**** SOURCE RECORDS

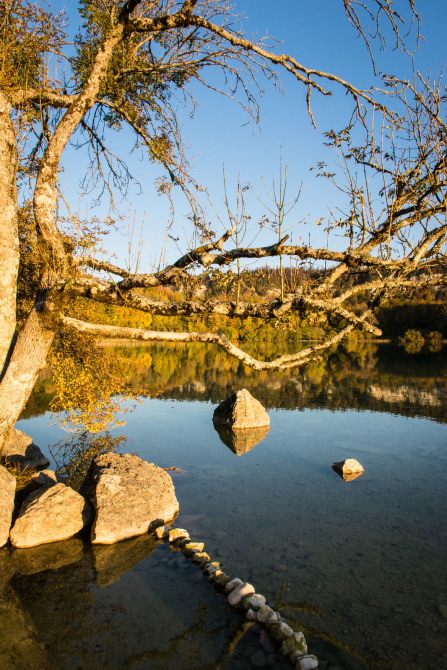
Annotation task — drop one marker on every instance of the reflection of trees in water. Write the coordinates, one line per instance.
(346, 377)
(90, 614)
(74, 454)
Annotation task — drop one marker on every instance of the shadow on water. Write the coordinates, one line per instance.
(357, 375)
(359, 566)
(68, 606)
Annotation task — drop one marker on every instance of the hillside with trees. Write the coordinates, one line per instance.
(118, 75)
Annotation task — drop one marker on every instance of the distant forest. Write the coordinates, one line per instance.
(424, 310)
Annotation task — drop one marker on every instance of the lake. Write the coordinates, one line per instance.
(359, 566)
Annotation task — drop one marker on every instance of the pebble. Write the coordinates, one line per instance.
(266, 614)
(232, 584)
(307, 663)
(235, 596)
(177, 534)
(280, 631)
(256, 601)
(162, 532)
(193, 546)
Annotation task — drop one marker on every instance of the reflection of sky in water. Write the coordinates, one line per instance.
(363, 561)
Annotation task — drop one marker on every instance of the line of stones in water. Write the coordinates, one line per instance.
(241, 595)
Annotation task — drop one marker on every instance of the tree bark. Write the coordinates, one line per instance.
(27, 359)
(9, 247)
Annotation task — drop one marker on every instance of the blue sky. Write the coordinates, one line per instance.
(318, 35)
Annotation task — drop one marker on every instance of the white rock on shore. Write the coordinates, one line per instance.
(129, 495)
(50, 514)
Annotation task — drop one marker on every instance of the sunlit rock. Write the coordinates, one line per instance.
(39, 479)
(241, 411)
(349, 469)
(129, 495)
(308, 662)
(111, 561)
(48, 556)
(241, 441)
(20, 449)
(50, 514)
(7, 491)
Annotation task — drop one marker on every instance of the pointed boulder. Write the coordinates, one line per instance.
(240, 411)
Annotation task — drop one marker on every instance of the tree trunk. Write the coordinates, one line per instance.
(9, 247)
(27, 359)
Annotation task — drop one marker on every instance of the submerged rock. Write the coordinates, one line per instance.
(111, 561)
(7, 491)
(348, 469)
(52, 513)
(37, 480)
(308, 662)
(241, 411)
(48, 556)
(19, 449)
(241, 441)
(130, 497)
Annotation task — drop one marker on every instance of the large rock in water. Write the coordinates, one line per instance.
(130, 497)
(52, 513)
(7, 491)
(20, 449)
(241, 410)
(241, 441)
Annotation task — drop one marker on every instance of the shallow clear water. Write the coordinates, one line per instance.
(359, 566)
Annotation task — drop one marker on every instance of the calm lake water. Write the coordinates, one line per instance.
(359, 566)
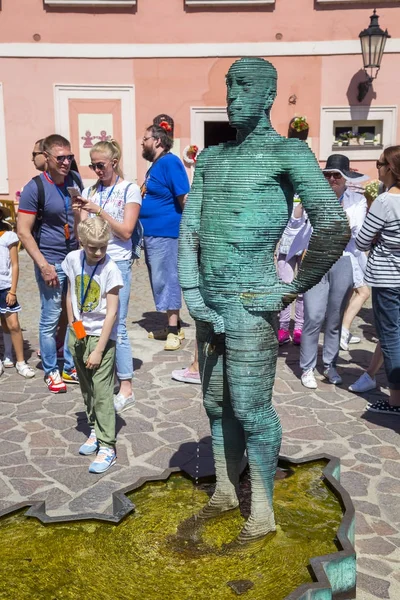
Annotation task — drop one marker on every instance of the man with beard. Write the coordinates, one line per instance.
(164, 193)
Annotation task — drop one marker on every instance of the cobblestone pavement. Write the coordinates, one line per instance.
(41, 432)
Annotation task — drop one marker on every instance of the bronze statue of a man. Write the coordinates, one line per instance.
(239, 205)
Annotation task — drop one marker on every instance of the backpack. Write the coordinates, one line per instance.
(137, 233)
(41, 199)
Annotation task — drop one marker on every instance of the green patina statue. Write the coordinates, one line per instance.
(239, 205)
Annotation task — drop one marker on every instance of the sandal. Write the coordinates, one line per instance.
(25, 370)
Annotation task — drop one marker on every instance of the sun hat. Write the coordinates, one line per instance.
(338, 163)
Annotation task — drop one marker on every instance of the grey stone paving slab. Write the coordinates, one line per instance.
(40, 433)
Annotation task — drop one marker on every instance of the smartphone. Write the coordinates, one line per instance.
(73, 192)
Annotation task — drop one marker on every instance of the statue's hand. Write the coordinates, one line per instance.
(200, 312)
(273, 300)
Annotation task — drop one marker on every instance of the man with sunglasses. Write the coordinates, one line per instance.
(47, 234)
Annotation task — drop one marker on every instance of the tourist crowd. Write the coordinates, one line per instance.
(83, 242)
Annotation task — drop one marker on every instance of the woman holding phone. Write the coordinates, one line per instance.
(118, 202)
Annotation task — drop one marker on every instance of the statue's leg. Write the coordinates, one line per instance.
(227, 433)
(251, 354)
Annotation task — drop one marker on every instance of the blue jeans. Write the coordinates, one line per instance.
(161, 256)
(386, 305)
(123, 350)
(50, 311)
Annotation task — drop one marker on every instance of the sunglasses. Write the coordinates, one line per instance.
(61, 159)
(99, 166)
(329, 174)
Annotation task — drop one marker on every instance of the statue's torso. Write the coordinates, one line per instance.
(244, 213)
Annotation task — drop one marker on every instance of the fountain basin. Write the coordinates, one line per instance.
(73, 557)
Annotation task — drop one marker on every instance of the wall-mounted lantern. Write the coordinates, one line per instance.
(373, 42)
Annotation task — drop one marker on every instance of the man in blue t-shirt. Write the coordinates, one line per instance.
(48, 239)
(164, 193)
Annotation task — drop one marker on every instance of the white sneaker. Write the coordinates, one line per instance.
(344, 339)
(25, 370)
(308, 379)
(364, 383)
(332, 375)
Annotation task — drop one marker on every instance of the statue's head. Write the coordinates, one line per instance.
(251, 91)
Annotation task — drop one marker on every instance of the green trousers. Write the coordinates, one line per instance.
(97, 386)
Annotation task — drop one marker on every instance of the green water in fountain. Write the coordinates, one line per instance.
(143, 558)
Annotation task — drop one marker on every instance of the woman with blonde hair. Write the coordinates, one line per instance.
(380, 234)
(118, 202)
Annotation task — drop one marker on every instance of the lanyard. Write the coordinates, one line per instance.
(64, 197)
(109, 194)
(84, 294)
(66, 206)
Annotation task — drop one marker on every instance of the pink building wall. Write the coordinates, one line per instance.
(166, 21)
(174, 85)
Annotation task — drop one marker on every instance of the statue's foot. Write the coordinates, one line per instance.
(256, 528)
(218, 504)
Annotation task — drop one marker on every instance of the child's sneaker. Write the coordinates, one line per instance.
(55, 383)
(186, 375)
(283, 337)
(105, 458)
(25, 370)
(297, 337)
(91, 444)
(71, 377)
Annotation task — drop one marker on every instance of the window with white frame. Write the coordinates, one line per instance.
(357, 133)
(228, 2)
(112, 3)
(360, 132)
(373, 2)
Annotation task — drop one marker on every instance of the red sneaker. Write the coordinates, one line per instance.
(55, 383)
(283, 337)
(297, 337)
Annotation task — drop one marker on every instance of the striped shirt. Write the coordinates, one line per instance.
(382, 223)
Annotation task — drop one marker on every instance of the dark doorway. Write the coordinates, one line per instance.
(216, 132)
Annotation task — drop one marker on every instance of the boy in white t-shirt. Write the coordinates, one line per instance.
(9, 306)
(94, 281)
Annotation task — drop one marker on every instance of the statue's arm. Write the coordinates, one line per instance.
(331, 230)
(189, 245)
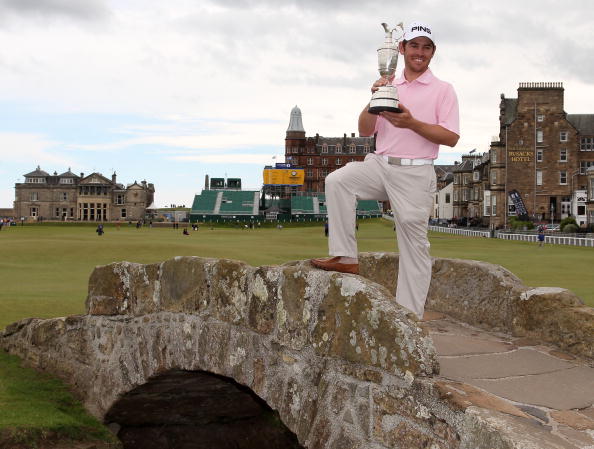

********

■ PROBLEM STATEMENT
Except for the pictures, set down all of the records exactly.

■ RESPONSE
Annotation task — drop one marker on every instance of the reflection of trees in water. Write the coordinates, one line per instance.
(346, 377)
(90, 614)
(74, 454)
Annotation task — drop one marker on every instance of the shadow on water. Write the coordinates, one line per instance.
(357, 375)
(359, 566)
(68, 606)
Annotation task — drop one marker on every instance of the hillside with trees. Write the coordinates, one line per instance.
(118, 75)
Annotation task — drop one marker on every instance of the distant forest. Write the coordinates, one line per instance.
(424, 310)
Annotation task — drop one marker on every instance of the lake. Write the coordinates, one line per instance.
(359, 566)
Annotation task — drop one marker on every instance of the pebble. Write the coordinates, one line per instance.
(266, 614)
(232, 584)
(307, 663)
(235, 596)
(177, 534)
(280, 631)
(256, 601)
(162, 532)
(193, 546)
Annotation task — drop one marker on every instance of the reflection of sky in water. Write the coordinates, one line per instance.
(363, 561)
Annotation task — drop one marker on every instance of the line of stones in water. Write the coordinates, one line per instance.
(241, 595)
Annotation task — drop one marker on every instance of the tree bark. Write the coordinates, one line per instance.
(27, 359)
(9, 247)
Annotation task — drop one marker on every instance of the blue sky. Write the coordinates, one line per instance.
(318, 35)
Annotation task — drop one marker on every instance of the white rock on shore. Write the coordinates, one line per instance.
(129, 495)
(50, 514)
Annotation task — drop one marker on every instance of the sunlit rock. Write the coordinates, one line per instance.
(39, 479)
(241, 411)
(349, 469)
(129, 495)
(308, 662)
(111, 561)
(48, 556)
(241, 441)
(20, 449)
(50, 514)
(7, 491)
Annotation task — drop one marker on every instance of the pointed boulder. Write the coordinates, one line per instance.
(240, 411)
Annotation task — drop one marker on every instance of the tree trunk. Write the coordinates, one line per instance.
(9, 247)
(27, 359)
Annotation task — drop one marker on every instance of the submerged rock. Write the coordinates, one line per instance.
(111, 561)
(7, 491)
(348, 469)
(52, 513)
(37, 480)
(308, 662)
(241, 411)
(48, 556)
(19, 449)
(241, 441)
(130, 497)
Annotation task — drop one marker on every instance of the large rock in water. Write the coordinates, one line per instance.
(130, 497)
(52, 513)
(7, 491)
(20, 449)
(241, 410)
(241, 441)
Annotation task — drop one marker on every instance of the shallow clear water. Write the coordinates, one line per instance.
(359, 566)
Annotation task — drop one marker on every instance of the calm lake water. Write the coordinates, one line per instance.
(359, 566)
Annotation task — drop one marker on every instance of the man with beard. Write the coordinates, one line per instance.
(164, 193)
Annotation task — drop one marker on every instance of the cobblestone pavement. Write the coordinates, one line per instance.
(41, 432)
Annotation task — drop one marker on every instance of the bronze statue of a man. Write the coordinates, one line per instance.
(239, 205)
Annotation task — drop one marker on every instance of the backpack. Write the coordinates, one line per instance.
(137, 233)
(41, 199)
Annotation task — drop one marker on every instance of the green patina statue. Write the coordinates, one line per instance.
(239, 205)
Annotation task — drop one marker on every instance of the sandal. Write the coordinates, one line per instance.
(25, 370)
Annotation task — drop one marker on every instance of the sun hat. Write the coordinates, one line per instance.
(338, 163)
Annotation task — drop one marker on every instance of the grey stone paving slab. Write the coordinates, one line per instance.
(40, 433)
Annotation task — drop one marker on every instance of the smartphone. Write the coordinates, one line per instance.
(73, 192)
Annotation task — drop one marker on every instance of the statue's hand. Write the coordinates, one line per instance.
(200, 312)
(273, 300)
Annotation task — drop one marker on every instance of the man with sunglasses. Write the coordinates, one line per instance.
(47, 234)
Annotation task — drop one marker on every instance of the tourist crowd. Write the coordinates, one line per instance.
(83, 242)
Annotation task — drop one marker on every instance of the woman holding phone. Write the coordinates, one line per instance.
(118, 202)
Annotation task — drop one marker on every instance of the statue's leg. Write the coordinates, one line per instance.
(227, 433)
(251, 354)
Annotation task — drop one marker on every instance of the blue jeans. Write the coordinates, one line per instance.
(161, 256)
(386, 305)
(123, 350)
(50, 311)
Annotation task — drop one marker on every instance of the sunglasses. Write the coordinates, one line per instance.
(61, 159)
(99, 166)
(329, 174)
Annotation task — drop one marker on every instance of the statue's torso. Write the coordinates, one line per instance.
(244, 213)
Annotation task — drop one marker on every instance of the fountain basin. Write the coordinates, one line per instance.
(73, 557)
Annotation task — drop one marker on every instance of the wall-mounted lantern. Write the coordinates, one line per instance.
(373, 42)
Annotation task — drop one marker on every instance of the man in blue t-shirt. Write the coordinates, one line per instance.
(48, 239)
(164, 193)
Annotation task — drop one marker on every instance of the white sneaker. Write the coordinates, one line per instance.
(344, 339)
(25, 370)
(308, 379)
(364, 383)
(332, 375)
Annotation task — drop one marker on every instance of the statue's head. Write the coordinates, one line per instance.
(251, 91)
Annotation task — drop one marker on every instance of the green trousers. Write the coordinates, one line per instance.
(97, 386)
Annotation task — drop one marker on every instance of the green water in fountain. Write the coordinates, one line per instance.
(143, 558)
Annotation task — drop one marker on every instance of the woman with blonde hair. Write the coordinates, one line per instance.
(380, 234)
(118, 202)
Annotation task — drop one marker on every instance of the lanyard. Write the coordinates, one line per instance.
(64, 197)
(109, 194)
(84, 294)
(66, 206)
Annotation task — drop one marker on every instance of the pink building wall. Write the coordinates, one line per instance.
(166, 21)
(174, 85)
Annotation task — drop one marker on every instance of the statue's foot. Write the coordinates, one line per instance.
(256, 528)
(218, 504)
Annotation task — drop one marker on every instance of the child's sneaker. Write the coordinates, one line per instance.
(55, 383)
(186, 375)
(283, 337)
(105, 458)
(25, 370)
(297, 337)
(91, 444)
(71, 377)
Annotation task — drop one marker on every instance of the window with white frame. Write the coordinates, one line per instance.
(357, 133)
(228, 2)
(112, 3)
(360, 132)
(373, 2)
Annotation task — drop one marker on every instance of the red sneaker. Write the coordinates, one line per instance.
(55, 383)
(283, 337)
(297, 337)
Annotation task — drop one marker on every instance of the striped shirt. Write the coordinates, one line per instance.
(382, 223)
Annotation task — drop one marker on every instance of the dark doorway. Write the coordinates, one line per instance.
(216, 132)
Annotation task — drop one marker on every instance of the boy in white t-shirt. Write the coordinates, one line per instance.
(9, 306)
(94, 281)
Annotation task — drop one marker on every instance of the statue's arm. Write the coordinates, one line per instance.
(331, 230)
(189, 245)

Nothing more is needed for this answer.